== TASK OBJECTIVE ==
Give back exactly the lines from the one that includes "Need: a point" to the last line below, both included, and no further lines.

== SOURCE DATA ==
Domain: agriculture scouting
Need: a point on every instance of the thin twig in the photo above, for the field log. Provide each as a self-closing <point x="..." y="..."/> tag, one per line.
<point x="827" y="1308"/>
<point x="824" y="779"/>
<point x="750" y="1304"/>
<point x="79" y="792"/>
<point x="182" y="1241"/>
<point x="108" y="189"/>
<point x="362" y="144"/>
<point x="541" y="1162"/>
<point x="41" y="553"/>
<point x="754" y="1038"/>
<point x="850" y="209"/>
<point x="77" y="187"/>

== OUTPUT BELOW ==
Need: a point on every instance of the thin twig in the photo above, for the field log. Provide each as a self-closing <point x="..." y="..."/> tag, one per line.
<point x="827" y="1308"/>
<point x="824" y="779"/>
<point x="750" y="1304"/>
<point x="79" y="792"/>
<point x="182" y="1241"/>
<point x="108" y="189"/>
<point x="362" y="144"/>
<point x="541" y="1162"/>
<point x="41" y="553"/>
<point x="754" y="1038"/>
<point x="850" y="209"/>
<point x="77" y="187"/>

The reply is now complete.